------ Data to use ------

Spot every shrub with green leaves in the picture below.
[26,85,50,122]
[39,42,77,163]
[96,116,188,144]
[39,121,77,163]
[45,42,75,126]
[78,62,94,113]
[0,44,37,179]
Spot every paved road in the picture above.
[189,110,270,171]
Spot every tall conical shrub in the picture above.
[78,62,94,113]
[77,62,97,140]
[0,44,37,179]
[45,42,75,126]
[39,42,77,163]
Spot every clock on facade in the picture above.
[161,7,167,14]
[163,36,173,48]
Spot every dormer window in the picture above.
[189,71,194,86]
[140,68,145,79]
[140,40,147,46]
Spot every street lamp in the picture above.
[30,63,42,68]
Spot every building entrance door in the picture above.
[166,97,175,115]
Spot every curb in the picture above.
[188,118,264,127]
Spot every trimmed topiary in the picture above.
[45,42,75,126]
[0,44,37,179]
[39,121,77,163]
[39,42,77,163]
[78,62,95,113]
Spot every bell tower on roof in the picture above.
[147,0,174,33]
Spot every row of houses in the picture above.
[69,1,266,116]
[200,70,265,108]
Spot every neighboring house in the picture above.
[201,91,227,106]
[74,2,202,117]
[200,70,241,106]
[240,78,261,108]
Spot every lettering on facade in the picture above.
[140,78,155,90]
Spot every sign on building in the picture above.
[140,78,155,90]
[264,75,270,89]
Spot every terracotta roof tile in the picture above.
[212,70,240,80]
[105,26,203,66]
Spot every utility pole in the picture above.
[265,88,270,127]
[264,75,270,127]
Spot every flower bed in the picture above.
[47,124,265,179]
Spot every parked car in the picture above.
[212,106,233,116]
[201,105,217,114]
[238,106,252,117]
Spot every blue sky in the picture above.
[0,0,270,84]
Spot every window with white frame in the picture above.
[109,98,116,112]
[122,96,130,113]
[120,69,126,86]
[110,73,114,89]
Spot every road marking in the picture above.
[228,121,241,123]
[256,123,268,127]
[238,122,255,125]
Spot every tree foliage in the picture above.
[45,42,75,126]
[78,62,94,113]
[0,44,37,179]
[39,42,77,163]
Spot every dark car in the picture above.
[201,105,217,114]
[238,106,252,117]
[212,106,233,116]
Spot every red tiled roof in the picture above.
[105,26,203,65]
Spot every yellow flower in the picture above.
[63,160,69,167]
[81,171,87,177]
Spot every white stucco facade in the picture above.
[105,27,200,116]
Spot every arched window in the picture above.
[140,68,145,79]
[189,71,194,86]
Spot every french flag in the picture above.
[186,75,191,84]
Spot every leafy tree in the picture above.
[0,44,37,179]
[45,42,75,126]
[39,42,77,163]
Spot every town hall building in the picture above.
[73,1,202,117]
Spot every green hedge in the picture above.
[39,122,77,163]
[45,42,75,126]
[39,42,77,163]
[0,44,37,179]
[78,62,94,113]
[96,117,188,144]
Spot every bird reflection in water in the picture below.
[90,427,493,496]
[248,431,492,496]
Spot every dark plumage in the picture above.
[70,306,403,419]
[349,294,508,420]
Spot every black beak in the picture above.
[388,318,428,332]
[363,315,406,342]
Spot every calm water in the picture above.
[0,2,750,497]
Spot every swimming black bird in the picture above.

------

Short problem =>
Rewrite all of the material above, changing each "Spot" to "Outline" and leaving every other word as it is.

Solution to the problem =>
Outline every shrub with green leaves in the picture below.
[26,85,50,122]
[39,42,77,163]
[96,116,188,144]
[39,121,77,163]
[45,42,75,126]
[78,62,94,113]
[0,44,37,179]
Outline every paved road in the picture above.
[189,110,270,171]
Outline every tall conical shrub in the picture above.
[78,62,94,113]
[77,62,97,140]
[0,44,37,179]
[45,42,75,126]
[39,42,77,163]
Outline every clock on facade in the picture above.
[161,7,167,14]
[163,36,173,48]
Outline every dormer window in the picture above.
[189,71,194,86]
[140,68,145,79]
[140,40,147,46]
Outline every street lamp in the picture above.
[30,63,42,68]
Outline every building entrance door in the picture above.
[166,97,175,115]
Outline every curb in the picture above.
[188,118,264,127]
Outline every trimmed topiary in the picture above.
[45,42,75,126]
[0,44,37,179]
[39,121,77,163]
[39,42,77,163]
[78,62,95,113]
Outline every bell tower on roof in the picture above.
[147,0,174,33]
Outline every row of houses in the picture above.
[69,1,266,116]
[200,70,265,108]
Outline every neighboring house in the picture above.
[201,91,227,106]
[74,2,202,117]
[200,70,241,106]
[240,78,261,108]
Outline every lettering on facade in the picture above.
[140,78,155,90]
Outline every sign on building in the picture above.
[140,78,155,90]
[264,75,270,89]
Outline every terracotta roof tile in the picture above.
[212,70,240,80]
[105,26,203,66]
Outline every utility pole in the picture above.
[265,88,270,127]
[264,75,270,127]
Outline every flower bed in the picture above.
[47,124,265,179]
Outline every parked car in the picture above.
[212,106,233,116]
[201,105,217,114]
[238,106,252,117]
Outline every blue sky in the picture above.
[0,0,270,84]
Outline every window with white frame in the picture above.
[109,98,116,112]
[122,96,130,113]
[120,69,126,86]
[110,73,114,89]
Outline every road marking in the picture above.
[228,121,241,123]
[256,123,268,127]
[238,122,255,125]
Outline every tree foliage in the picture above.
[45,42,75,126]
[78,62,94,113]
[0,44,37,179]
[39,42,77,163]
Outline every dark car in the picture above.
[201,105,217,114]
[238,106,252,117]
[212,106,233,116]
Outline every red tiled roof in the picture above.
[105,26,203,65]
Outline every yellow flower in the picture above.
[63,160,69,167]
[81,171,87,177]
Outline every white stucco facade in the picture above.
[105,27,200,116]
Outline every arched window in the picture above.
[140,68,145,79]
[189,71,194,86]
Outline every french flag in the picture above.
[186,75,191,84]
Outline every leafy tree in the picture above.
[0,44,37,179]
[45,42,75,126]
[39,42,77,163]
Outline every town hall building in the picture above.
[73,1,202,117]
Outline every green hedge in the picture above.
[39,122,77,163]
[45,42,75,126]
[39,42,77,163]
[0,44,37,179]
[78,62,94,113]
[96,117,188,144]
Outline every bird reflection in water in the picture below.
[90,427,493,496]
[248,431,492,496]
Outline every dark plumage in the picture above.
[70,306,403,419]
[349,294,508,420]
Outline every black beak in the picture above.
[388,318,428,332]
[363,315,406,342]
Outline every calm water in the picture above.
[0,2,750,497]
Outline every swimming black bird in the picture above.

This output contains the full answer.